### What to work on
Please extract every line of the listing below that contains the word "truck". Case counts.

============

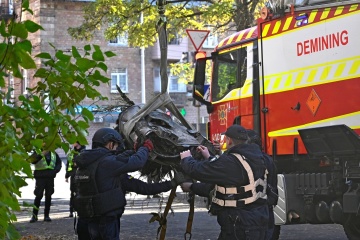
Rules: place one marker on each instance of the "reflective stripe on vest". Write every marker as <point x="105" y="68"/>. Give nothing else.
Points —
<point x="42" y="164"/>
<point x="250" y="187"/>
<point x="70" y="161"/>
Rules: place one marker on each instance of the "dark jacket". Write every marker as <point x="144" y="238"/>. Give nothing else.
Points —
<point x="71" y="173"/>
<point x="111" y="173"/>
<point x="47" y="173"/>
<point x="227" y="170"/>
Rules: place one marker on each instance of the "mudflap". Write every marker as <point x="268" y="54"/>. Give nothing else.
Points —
<point x="280" y="209"/>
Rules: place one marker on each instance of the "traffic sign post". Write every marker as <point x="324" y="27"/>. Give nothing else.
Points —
<point x="197" y="37"/>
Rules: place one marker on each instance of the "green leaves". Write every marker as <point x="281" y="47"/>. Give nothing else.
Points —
<point x="44" y="118"/>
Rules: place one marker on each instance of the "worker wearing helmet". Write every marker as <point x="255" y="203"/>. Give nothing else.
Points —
<point x="239" y="176"/>
<point x="102" y="182"/>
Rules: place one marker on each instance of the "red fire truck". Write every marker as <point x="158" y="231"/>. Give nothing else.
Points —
<point x="295" y="79"/>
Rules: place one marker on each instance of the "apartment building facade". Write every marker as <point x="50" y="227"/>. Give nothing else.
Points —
<point x="56" y="16"/>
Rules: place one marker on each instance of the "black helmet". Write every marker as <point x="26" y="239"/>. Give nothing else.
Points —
<point x="105" y="135"/>
<point x="254" y="137"/>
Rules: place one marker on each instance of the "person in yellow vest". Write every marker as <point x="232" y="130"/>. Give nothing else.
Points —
<point x="47" y="165"/>
<point x="70" y="173"/>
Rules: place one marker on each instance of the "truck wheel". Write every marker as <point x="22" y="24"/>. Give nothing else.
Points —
<point x="352" y="227"/>
<point x="276" y="233"/>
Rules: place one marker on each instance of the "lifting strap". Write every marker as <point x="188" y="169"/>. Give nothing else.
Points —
<point x="163" y="220"/>
<point x="190" y="216"/>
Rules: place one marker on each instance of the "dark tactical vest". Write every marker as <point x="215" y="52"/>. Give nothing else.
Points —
<point x="88" y="201"/>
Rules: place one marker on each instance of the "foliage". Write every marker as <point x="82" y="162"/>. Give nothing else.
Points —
<point x="45" y="118"/>
<point x="123" y="17"/>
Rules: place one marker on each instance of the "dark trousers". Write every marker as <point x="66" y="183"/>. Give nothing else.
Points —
<point x="243" y="224"/>
<point x="100" y="228"/>
<point x="43" y="185"/>
<point x="271" y="225"/>
<point x="72" y="193"/>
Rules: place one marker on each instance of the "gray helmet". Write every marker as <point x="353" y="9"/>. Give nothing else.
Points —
<point x="105" y="135"/>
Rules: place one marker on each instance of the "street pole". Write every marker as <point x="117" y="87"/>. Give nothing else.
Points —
<point x="198" y="121"/>
<point x="142" y="53"/>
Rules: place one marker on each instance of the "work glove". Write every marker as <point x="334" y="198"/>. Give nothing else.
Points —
<point x="148" y="144"/>
<point x="217" y="147"/>
<point x="136" y="146"/>
<point x="179" y="178"/>
<point x="204" y="151"/>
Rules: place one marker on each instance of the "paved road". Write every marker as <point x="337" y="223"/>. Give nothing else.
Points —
<point x="135" y="222"/>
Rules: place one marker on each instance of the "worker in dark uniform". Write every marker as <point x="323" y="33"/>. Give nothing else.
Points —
<point x="70" y="173"/>
<point x="238" y="177"/>
<point x="47" y="165"/>
<point x="102" y="182"/>
<point x="272" y="191"/>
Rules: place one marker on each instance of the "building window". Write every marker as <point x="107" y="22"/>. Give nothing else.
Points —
<point x="119" y="77"/>
<point x="25" y="81"/>
<point x="211" y="41"/>
<point x="173" y="86"/>
<point x="119" y="41"/>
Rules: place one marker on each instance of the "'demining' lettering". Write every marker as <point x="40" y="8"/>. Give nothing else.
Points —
<point x="322" y="43"/>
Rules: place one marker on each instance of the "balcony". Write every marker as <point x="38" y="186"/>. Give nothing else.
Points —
<point x="175" y="49"/>
<point x="6" y="10"/>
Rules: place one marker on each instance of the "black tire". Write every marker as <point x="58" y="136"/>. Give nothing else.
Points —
<point x="352" y="227"/>
<point x="276" y="233"/>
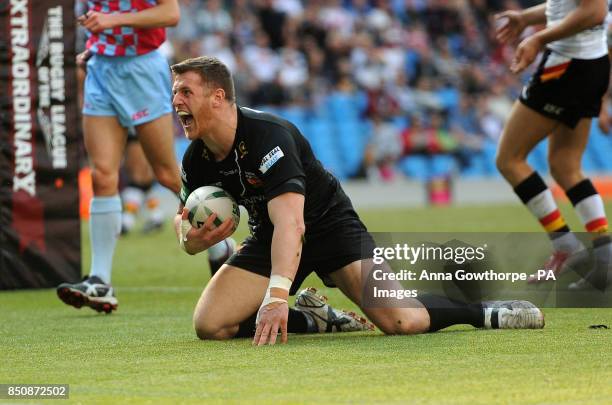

============

### Output below
Rules: place one marker on each instance of the "red fire truck". Write every marker as <point x="158" y="231"/>. Give nothing else.
Rules: place one marker on each instance of the "truck wheel". Write every marker as <point x="22" y="24"/>. Give nothing else.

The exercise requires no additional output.